● Task to complete: Please report how many lines of the listing contain the string "distant", giving the number only.

● The data:
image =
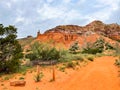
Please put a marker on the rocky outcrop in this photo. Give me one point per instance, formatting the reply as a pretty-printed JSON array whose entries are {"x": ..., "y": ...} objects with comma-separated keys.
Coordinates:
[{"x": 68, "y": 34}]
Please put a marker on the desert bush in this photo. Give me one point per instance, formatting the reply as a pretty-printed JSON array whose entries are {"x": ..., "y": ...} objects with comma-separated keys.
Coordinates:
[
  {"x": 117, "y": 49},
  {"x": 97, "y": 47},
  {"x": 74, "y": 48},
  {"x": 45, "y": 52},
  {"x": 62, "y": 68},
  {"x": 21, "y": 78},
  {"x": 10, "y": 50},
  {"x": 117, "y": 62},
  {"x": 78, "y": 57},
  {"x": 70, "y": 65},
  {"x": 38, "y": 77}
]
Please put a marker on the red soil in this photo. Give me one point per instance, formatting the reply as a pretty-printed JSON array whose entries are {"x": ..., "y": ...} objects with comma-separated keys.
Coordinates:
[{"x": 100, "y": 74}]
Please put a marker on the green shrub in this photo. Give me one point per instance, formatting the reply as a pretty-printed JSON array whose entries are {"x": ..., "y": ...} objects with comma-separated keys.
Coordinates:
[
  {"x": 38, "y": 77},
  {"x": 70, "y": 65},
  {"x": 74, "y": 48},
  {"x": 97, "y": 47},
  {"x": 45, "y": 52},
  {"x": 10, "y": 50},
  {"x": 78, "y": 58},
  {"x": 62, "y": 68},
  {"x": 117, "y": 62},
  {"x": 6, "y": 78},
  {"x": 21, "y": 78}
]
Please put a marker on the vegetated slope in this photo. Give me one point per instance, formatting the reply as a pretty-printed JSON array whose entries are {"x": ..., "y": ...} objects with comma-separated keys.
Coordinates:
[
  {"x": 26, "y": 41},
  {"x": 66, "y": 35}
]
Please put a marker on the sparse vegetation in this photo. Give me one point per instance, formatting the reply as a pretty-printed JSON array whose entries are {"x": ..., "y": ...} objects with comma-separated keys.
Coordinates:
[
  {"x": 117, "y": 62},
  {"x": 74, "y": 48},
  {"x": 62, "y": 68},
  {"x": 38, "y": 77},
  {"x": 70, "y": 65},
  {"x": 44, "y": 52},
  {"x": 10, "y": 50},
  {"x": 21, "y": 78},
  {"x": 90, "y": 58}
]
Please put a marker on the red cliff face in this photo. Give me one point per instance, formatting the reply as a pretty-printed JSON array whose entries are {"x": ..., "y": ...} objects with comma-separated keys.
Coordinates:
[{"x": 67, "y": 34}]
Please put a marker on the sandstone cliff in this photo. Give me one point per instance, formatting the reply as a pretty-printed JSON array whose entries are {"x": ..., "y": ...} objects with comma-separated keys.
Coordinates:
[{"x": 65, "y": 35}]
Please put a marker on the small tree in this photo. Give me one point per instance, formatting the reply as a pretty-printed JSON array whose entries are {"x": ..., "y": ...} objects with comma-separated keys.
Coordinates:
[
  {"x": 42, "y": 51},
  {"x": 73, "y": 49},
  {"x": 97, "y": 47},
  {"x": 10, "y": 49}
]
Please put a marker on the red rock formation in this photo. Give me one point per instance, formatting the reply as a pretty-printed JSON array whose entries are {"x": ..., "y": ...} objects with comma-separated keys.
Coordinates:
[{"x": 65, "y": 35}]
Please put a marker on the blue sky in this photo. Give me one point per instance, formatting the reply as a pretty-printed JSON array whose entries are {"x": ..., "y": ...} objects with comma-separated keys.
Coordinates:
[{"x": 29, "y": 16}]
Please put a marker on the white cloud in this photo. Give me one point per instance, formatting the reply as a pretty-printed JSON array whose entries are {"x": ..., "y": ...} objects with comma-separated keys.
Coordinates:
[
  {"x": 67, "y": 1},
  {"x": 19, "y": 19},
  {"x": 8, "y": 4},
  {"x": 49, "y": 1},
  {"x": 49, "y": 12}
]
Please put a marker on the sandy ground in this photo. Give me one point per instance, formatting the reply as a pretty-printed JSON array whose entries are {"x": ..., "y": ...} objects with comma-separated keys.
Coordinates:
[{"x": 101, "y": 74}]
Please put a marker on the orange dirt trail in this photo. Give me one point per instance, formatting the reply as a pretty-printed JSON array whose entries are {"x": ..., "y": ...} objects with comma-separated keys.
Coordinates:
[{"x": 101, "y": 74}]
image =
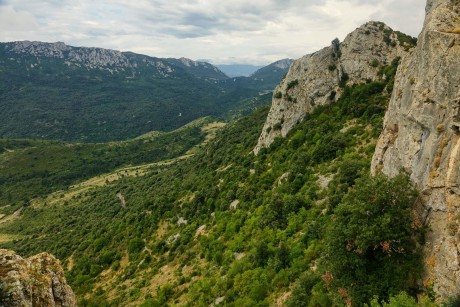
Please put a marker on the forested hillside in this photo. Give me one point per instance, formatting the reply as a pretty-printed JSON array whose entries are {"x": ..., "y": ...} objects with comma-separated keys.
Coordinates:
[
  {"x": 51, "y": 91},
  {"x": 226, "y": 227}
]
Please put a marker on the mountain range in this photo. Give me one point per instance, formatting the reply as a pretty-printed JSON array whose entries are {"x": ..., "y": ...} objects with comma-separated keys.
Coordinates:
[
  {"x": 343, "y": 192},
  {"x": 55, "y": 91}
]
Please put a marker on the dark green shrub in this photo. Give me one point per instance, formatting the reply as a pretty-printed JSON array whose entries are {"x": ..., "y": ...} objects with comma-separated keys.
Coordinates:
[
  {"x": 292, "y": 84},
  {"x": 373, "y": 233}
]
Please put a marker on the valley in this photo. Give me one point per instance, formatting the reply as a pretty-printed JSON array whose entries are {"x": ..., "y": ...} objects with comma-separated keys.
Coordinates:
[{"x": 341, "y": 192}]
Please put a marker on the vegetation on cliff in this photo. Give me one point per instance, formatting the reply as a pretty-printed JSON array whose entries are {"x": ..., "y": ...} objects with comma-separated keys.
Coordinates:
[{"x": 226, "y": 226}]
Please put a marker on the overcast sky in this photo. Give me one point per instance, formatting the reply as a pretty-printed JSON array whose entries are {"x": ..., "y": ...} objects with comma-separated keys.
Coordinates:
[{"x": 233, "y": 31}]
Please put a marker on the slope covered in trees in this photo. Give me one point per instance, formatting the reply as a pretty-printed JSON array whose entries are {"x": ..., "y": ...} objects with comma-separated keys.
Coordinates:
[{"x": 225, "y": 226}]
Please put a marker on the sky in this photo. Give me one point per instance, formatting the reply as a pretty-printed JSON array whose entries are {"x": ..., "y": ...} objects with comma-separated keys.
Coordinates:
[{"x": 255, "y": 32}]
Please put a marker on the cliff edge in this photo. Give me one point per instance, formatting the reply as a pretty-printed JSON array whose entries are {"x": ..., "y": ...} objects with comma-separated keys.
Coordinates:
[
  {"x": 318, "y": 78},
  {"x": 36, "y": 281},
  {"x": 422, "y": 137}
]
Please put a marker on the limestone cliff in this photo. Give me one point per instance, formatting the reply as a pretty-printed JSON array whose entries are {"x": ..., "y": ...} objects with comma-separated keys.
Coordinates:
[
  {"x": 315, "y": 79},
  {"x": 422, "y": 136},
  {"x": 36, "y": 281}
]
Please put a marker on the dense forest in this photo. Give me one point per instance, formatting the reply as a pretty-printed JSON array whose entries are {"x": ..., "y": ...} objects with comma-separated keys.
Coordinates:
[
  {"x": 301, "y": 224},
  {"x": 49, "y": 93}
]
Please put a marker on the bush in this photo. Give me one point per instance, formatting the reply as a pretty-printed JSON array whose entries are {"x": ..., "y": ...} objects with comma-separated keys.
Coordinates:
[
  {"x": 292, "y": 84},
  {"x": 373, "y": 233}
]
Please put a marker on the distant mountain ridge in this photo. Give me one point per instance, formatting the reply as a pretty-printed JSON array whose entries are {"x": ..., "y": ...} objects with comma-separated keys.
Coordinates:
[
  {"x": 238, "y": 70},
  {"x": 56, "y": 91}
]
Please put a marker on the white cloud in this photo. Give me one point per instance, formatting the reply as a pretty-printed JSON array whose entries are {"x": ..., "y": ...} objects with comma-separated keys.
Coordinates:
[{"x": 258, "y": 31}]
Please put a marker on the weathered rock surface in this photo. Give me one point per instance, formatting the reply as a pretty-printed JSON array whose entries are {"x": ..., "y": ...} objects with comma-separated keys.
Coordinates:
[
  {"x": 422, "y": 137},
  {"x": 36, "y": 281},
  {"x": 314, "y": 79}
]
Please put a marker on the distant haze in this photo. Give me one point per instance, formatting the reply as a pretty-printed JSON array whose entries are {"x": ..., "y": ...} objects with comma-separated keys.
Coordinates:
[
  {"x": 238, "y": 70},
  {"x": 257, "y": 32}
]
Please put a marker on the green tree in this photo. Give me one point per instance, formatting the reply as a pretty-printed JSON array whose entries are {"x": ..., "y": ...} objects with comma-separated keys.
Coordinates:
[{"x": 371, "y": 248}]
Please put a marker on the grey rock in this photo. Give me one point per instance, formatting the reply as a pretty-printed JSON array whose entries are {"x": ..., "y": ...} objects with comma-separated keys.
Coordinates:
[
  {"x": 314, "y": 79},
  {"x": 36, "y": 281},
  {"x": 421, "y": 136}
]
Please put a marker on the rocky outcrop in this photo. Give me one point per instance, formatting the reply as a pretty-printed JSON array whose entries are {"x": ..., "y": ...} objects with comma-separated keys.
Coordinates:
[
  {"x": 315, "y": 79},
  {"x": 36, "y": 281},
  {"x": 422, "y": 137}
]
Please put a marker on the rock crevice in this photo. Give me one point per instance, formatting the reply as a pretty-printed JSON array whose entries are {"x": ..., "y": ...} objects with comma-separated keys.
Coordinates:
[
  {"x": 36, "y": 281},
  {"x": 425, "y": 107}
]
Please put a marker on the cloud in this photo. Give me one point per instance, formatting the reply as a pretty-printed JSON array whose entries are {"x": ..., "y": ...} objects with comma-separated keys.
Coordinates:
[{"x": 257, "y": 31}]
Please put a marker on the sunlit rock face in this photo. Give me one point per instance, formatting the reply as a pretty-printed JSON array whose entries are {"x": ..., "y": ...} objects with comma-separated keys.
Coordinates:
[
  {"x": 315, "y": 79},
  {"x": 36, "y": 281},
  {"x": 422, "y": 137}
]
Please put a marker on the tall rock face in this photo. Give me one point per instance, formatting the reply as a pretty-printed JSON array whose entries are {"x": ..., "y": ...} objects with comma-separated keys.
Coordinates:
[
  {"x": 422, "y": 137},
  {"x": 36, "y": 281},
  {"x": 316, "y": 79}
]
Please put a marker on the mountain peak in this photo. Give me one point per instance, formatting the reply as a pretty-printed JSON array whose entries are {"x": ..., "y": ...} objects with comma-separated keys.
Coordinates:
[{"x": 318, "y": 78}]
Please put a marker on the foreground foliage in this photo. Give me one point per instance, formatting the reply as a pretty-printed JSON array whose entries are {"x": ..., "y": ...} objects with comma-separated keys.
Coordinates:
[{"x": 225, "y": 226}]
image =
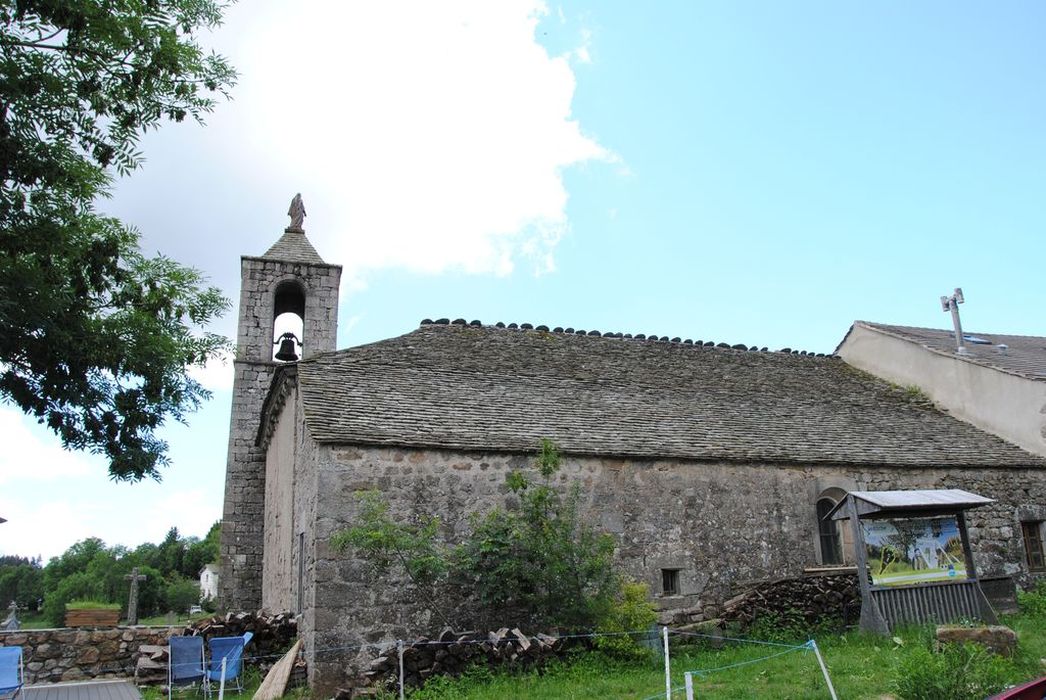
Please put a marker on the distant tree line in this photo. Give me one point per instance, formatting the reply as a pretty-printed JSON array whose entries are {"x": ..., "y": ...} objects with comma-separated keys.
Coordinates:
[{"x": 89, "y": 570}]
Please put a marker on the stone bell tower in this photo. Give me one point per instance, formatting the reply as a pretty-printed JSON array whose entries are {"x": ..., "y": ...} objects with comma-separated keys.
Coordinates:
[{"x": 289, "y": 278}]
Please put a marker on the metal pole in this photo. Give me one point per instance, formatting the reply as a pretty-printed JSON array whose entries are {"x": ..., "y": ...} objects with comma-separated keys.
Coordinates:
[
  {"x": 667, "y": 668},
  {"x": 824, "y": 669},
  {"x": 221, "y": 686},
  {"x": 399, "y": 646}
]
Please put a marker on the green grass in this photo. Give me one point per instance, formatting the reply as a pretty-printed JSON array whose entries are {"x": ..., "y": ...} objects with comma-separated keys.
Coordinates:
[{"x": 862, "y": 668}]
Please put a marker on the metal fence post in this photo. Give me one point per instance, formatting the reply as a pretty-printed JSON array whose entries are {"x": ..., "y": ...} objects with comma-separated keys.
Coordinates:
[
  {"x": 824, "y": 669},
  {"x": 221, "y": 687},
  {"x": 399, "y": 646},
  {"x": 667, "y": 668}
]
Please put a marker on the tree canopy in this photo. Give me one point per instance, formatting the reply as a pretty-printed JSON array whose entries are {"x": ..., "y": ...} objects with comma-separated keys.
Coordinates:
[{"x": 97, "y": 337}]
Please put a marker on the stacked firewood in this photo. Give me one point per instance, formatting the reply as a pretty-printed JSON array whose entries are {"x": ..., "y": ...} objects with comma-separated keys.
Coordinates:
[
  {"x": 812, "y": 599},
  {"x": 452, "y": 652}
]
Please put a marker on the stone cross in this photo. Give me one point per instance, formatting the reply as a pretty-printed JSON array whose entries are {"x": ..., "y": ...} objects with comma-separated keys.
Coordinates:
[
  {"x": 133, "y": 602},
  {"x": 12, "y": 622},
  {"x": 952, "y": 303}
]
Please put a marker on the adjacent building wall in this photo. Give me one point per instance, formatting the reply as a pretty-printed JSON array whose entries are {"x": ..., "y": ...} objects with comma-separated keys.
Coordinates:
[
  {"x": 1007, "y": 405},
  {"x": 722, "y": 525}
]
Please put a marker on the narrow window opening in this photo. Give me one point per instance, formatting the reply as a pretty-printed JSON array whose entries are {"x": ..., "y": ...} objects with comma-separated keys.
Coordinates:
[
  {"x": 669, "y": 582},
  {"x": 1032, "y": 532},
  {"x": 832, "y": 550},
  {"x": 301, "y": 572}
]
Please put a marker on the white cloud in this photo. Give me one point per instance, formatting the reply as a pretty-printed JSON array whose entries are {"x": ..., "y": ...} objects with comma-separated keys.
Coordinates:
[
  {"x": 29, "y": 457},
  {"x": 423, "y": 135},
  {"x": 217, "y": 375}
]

● Task response: 3